Please copy the passage on locking in a variable rate mortgage word for word, in full.

- **PASSAGE TO READ**:

....

Can You Lock in a Variable Rate Mortgage?
Mortgage interest rates can be confusing at the best of times. One of the most common questions that mortgage brokers get is “what’s better, a fixed rate or a variable rate?”
Complicating matters even further is the ability to lock in your mortgage. So, can you and should you lock in a variable rate mortgage?
There are a few different options to consider, especially if you’re worried about rising interest rates.
What Is a Variable Rate Mortgage?
First of all, it’s important to know the difference between a variable rate and a fixed rate mortgage.
A variable rate can change during your mortgage term. If the prime rate goes up, so will your mortgage rate. This also means your monthly mortgage payment can go up to accommodate the higher interest rate.
In other cases, banks may adjust the amount of each payment going to interest vs principal while keeping your payment the same. This will slow down how quickly you pay off the actual mortgage amount (principal) and potentially add years to the amortization of your mortgage.
What is a Fixed Rate Mortgage?
A fixed mortgage rate will not change during your mortgage term. This means your interest rate and monthly mortgage payment won’t increase or decrease before your next mortgage renewal, which is usually 5 years.
What Does Locking In Your Mortgage Mean?
Locking In a Pre-Approved Rate
Often, when people talk about locking in your mortgage, they mean holding a pre-approved mortgage rate for a few months.
If you’re preapproved for a mortgage, you can typically hold a rate for 120 days (or 4 months). This is especially useful if you think mortgage rates will increase between now and when you buy your house.

....

- **EXCERPTED DATA**:
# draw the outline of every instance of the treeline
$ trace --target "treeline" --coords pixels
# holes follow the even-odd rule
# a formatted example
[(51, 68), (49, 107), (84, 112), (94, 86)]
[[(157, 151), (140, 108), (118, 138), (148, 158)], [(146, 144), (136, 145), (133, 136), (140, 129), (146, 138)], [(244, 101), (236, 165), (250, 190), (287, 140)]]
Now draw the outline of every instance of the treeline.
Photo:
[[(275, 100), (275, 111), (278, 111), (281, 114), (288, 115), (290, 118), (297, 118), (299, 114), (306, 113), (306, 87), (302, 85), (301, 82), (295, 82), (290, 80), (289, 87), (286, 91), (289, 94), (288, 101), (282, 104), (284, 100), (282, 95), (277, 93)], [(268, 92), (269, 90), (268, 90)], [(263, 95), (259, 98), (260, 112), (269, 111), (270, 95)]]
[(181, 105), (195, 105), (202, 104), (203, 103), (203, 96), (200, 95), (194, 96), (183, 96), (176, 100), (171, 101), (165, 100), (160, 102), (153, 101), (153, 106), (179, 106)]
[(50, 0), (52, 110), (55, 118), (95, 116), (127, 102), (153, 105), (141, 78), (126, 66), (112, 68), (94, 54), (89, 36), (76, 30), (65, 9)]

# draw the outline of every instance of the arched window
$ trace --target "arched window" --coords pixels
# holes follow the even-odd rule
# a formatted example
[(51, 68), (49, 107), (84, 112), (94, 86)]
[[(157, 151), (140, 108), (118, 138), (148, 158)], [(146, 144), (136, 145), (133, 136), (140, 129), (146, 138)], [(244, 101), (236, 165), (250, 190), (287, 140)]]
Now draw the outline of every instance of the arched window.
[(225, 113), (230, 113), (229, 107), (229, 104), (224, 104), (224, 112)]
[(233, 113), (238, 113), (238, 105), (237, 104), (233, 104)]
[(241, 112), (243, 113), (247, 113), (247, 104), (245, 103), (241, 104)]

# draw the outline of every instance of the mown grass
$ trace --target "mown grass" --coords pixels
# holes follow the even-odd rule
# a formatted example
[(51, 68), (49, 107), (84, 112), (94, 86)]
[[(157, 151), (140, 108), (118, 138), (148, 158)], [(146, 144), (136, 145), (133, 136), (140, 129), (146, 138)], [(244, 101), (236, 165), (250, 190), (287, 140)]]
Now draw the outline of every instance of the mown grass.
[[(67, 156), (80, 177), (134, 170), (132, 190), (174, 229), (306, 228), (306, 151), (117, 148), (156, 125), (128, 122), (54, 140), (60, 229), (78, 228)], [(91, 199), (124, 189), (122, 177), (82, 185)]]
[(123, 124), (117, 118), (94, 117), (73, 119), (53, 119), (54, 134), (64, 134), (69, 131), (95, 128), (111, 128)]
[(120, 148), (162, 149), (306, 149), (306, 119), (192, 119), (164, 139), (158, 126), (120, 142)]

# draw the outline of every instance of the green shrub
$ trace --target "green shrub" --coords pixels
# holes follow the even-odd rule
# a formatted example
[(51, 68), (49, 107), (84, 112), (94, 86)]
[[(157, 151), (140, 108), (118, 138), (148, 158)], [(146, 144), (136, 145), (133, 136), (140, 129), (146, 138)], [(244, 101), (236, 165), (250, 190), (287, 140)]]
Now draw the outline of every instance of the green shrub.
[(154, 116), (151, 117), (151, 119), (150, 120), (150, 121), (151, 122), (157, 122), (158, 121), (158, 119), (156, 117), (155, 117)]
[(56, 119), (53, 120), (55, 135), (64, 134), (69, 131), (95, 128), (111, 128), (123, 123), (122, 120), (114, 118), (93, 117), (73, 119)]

....

- **TASK SOLUTION**:
Can You Lock in a Variable Rate Mortgage?
Mortgage interest rates can be confusing at the best of times. One of the most common questions that mortgage brokers get is “what’s better, a fixed rate or a variable rate?”
Complicating matters even further is the ability to lock in your mortgage. So, can you and should you lock in a variable rate mortgage?
There are a few different options to consider, especially if you’re worried about rising interest rates.
What Is a Variable Rate Mortgage?
First of all, it’s important to know the difference between a variable rate and a fixed rate mortgage.
A variable rate can change during your mortgage term. If the prime rate goes up, so will your mortgage rate. This also means your monthly mortgage payment can go up to accommodate the higher interest rate.
In other cases, banks may adjust the amount of each payment going to interest vs principal while keeping your payment the same. This will slow down how quickly you pay off the actual mortgage amount (principal) and potentially add years to the amortization of your mortgage.
What is a Fixed Rate Mortgage?
A fixed mortgage rate will not change during your mortgage term. This means your interest rate and monthly mortgage payment won’t increase or decrease before your next mortgage renewal, which is usually 5 years.
What Does Locking In Your Mortgage Mean?
Locking In a Pre-Approved Rate
Often, when people talk about locking in your mortgage, they mean holding a pre-approved mortgage rate for a few months.
If you’re preapproved for a mortgage, you can typically hold a rate for 120 days (or 4 months). This is especially useful if you think mortgage rates will increase between now and when you buy your house.